**PROBLEM TO WORK ON**
Edit the lines from the line with "Q: Point out the house" to the line with "x=332 y=175" so that "distant mountain" becomes "far-off mountain", and give those lines again with nothing else changed.

- - -

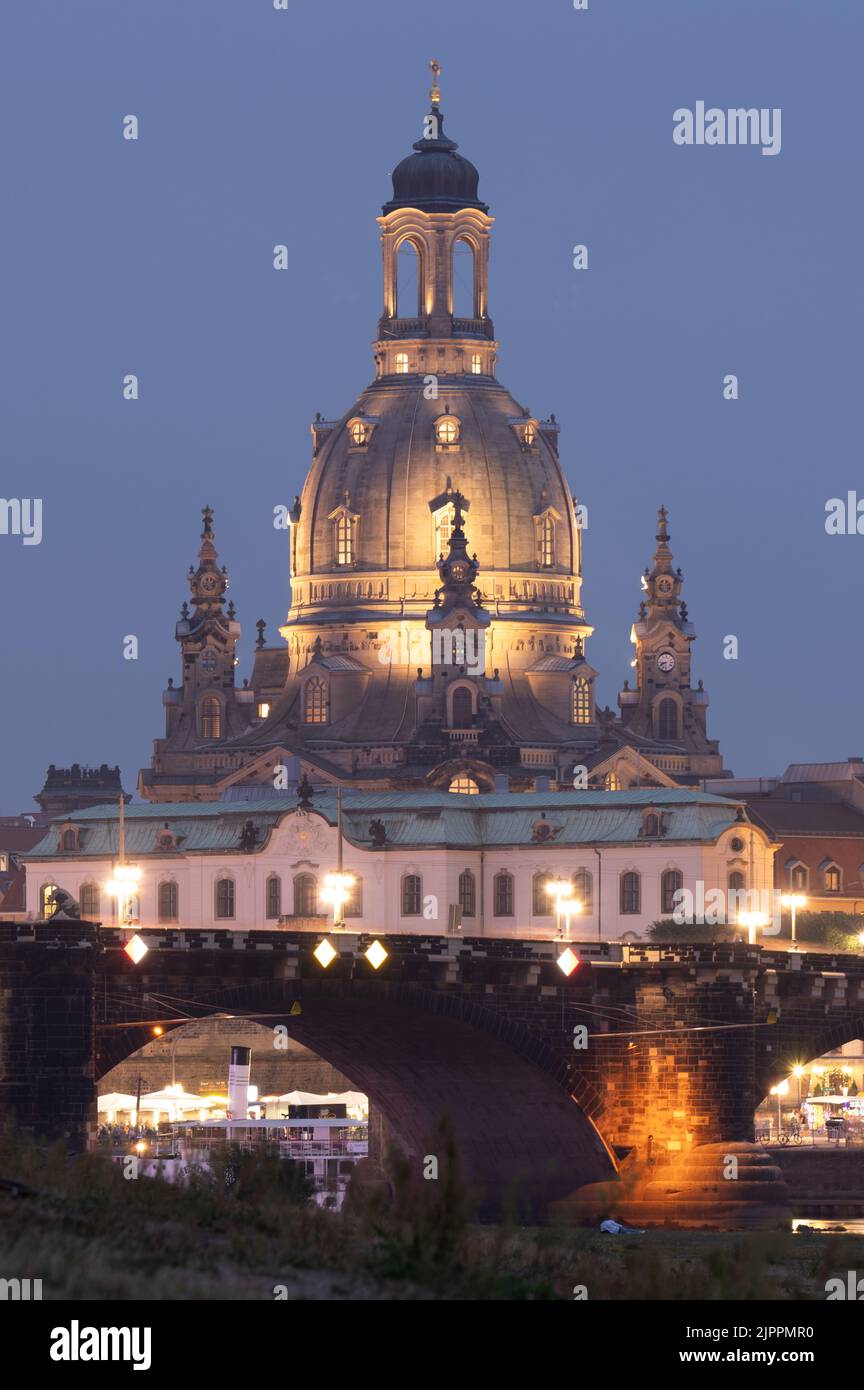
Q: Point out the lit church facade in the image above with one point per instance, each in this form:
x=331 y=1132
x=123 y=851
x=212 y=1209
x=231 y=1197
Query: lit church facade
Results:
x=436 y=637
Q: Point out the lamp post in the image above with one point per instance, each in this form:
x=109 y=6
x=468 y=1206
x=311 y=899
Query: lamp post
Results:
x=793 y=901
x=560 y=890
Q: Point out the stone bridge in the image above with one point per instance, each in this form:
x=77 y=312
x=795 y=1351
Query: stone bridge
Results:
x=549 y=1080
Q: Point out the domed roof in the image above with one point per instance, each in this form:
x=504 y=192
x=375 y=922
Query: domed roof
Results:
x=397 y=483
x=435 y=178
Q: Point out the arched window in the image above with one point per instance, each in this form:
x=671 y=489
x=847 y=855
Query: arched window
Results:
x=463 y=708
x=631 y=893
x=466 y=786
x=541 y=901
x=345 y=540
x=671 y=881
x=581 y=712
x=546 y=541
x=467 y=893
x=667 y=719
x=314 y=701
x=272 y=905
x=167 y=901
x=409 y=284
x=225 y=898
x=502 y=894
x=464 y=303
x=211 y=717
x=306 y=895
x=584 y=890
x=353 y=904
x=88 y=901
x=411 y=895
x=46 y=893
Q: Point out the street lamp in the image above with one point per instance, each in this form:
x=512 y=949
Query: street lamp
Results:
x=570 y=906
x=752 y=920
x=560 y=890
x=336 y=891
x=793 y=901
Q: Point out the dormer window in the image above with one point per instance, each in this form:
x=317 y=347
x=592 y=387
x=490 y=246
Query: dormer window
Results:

- - -

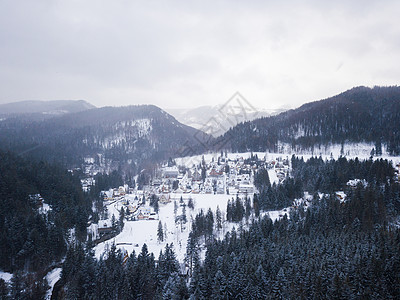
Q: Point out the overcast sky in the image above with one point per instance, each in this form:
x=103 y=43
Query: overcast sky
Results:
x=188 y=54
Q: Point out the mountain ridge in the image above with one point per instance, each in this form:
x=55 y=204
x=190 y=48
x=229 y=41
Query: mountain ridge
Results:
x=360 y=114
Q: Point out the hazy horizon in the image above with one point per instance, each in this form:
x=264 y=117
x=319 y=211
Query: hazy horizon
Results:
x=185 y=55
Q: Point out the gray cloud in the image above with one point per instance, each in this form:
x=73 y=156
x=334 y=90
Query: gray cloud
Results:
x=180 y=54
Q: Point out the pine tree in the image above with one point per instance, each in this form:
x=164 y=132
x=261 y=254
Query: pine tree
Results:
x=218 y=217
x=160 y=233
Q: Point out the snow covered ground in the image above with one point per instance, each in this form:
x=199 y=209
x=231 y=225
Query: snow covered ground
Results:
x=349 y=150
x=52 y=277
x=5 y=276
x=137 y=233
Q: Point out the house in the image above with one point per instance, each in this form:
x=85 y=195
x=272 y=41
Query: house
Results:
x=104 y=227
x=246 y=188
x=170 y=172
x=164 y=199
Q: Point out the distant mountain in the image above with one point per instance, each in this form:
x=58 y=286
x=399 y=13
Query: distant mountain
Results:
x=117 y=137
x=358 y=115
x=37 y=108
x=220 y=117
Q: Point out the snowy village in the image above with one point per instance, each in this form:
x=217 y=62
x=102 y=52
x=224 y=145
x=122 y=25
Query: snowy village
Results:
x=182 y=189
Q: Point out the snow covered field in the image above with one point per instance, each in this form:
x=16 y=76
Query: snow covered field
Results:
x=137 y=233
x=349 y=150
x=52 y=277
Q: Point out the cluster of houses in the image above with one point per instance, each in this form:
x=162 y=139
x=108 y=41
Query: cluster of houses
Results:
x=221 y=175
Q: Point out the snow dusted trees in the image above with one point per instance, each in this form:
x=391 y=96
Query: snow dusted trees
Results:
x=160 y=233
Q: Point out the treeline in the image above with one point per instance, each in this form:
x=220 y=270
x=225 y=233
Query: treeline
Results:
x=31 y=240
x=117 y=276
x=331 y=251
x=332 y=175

- - -

**EXPECTED ANSWER**
Q: Point out the house in the image above with one point per instance, each in this form:
x=85 y=195
x=272 y=41
Query: house
Results:
x=104 y=227
x=246 y=188
x=170 y=172
x=164 y=199
Q: Point out the far-off mountain in the image above with one point per instance, each in this form:
x=58 y=286
x=399 y=13
Query: far-off mountain
Results:
x=117 y=137
x=358 y=115
x=37 y=108
x=220 y=117
Q: Point out the snowy village in the image above with one point per instance, each in this form:
x=217 y=62
x=102 y=52
x=224 y=145
x=122 y=25
Query: snowy village
Results:
x=182 y=189
Q: Point out the snow covered field in the image above with one point per instance, each in this form:
x=16 y=76
Query: snow covered field
Results:
x=137 y=233
x=349 y=150
x=52 y=277
Q: Point out the cluster of houses in the image above with one point per instance, each in this form:
x=162 y=139
x=108 y=41
Query: cluster of houses
Results:
x=221 y=175
Q: Point out the snow dusted trees in the image above with one point per instance, each in this form:
x=391 y=96
Query: snow dusted trees
Results:
x=160 y=233
Q: Point out the treeline in the image above with one point per instance, each in this form:
x=220 y=270
x=225 y=233
Query: treeline
Results:
x=31 y=240
x=117 y=276
x=331 y=251
x=332 y=175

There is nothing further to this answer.